----- Selected passage

A clustering for Erlang on Xen
——————————

Background

The standard Erlang/OTP distribution layer suffers from a number of shortcomings that hinder its use for Erlang on Xen: every node of an Erlang/OTP cluster has to maintain connections to all other nodes limiting the practical cluster size, epmd daemon feels out of place, tight coupling with DNS is not always desirable.

The Erlang on Xen instance foam may have thousands of relatively short-living nodes. The clustering layer of Erlang/OTP cannot be borrowed to manage them effectively. A new clustering layer is needed.

The present document provides an overview of the new clustering layer. The overview must be detailed enough for developing a working prototype.

In addition to Erlang/OTP the new clustering layer draws ideas from MPI[1]mpi, AMQP[2]amqp, ZeroMQ, KVMFS[3]kvmfs.

Reviewers of the document are encouraged to provide their comments. Specifically, the following topics may can not be fully resolved without such comments:

The security model. The proposed approach is similar to Erlang/OTP’s cookies. It is enough?
The proposed clustering is not compatible with Erlang/OTP. How serious an issue is this?
What failure modes have we overlooked?
What cloud stacks should we target in addition to OpenNebula?

Scope

The clustering layer should provide the following two primary functions: internode message passing — the ability to send messages to processes on other nodes, and remote process and node monitoring — the ability to generate events when a process or an entire node goes away.

The clustering layer relies on the underlying layers, such as 9p connections, and intergration with other systems to implement the functions. All other functions needed for running a distributed application are built on top of these two primary functions. Examples of functions not included in the clustering layer: globally registered processes, named nodes, process supervision trees.

All expectations of the clustering layer with respect to underlying layers and external systems must be explicitely documented.

Self-imposed Constraints

Do not change or extend semantics of Erlang, the language.
Instance migration should not interfere with clustering functions.
The clustering should work in public clouds, such as Amazon EC2.

Public and private clouds

Erlang on Xen may be deployed in private as well as public clouds. Public clouds, such as Amazom EC2, impose a set of constraints mostly on the communication infrastructure. For example, Amazon EC2, allows only TCP, UDP, and ICMP traffic.

Private clouds that allow unrestricted access to Dom0, the privileged Xen domain, do not have these constraints.

The clustering layer should be designed with public clouds in mind. When a functionality available only in private clouds is required it should be clearly marked as ‘private clouds only’ and a fallback mechanism should be available for public cloud deployments.

The Model

The unit of computation in Erlang is a ‘process’. Each process is identified by a unique Pid.

A process is executed within confines of a container called a ‘node’. A unique node identifier can be obtained trivially given a Pid. A process cannot be migrated to another node. A node can execute many thousand processes concurrently.

Each node runs on a physical server. A physical server can host dozens nodes. Nodes can be migrated between them. The id of the node must survive migration.

Nodes are attached to a network. Each node has a unique network address that survives migration between physical servers.

Each physical server belongs to a ‘data center’. Network connections within a single data center are more reliable and of much lower latency than connections between data centers.

----------
----- Given data

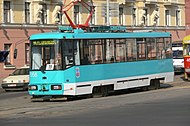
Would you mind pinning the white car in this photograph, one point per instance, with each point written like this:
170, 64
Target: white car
18, 80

----------

Description of the task – Please state which kinds of traffic the Erlang on Xen clustering overview says Amazon EC2 allows. The data comes from a different source than the text.

The result – Only TCP, UDP, and ICMP traffic.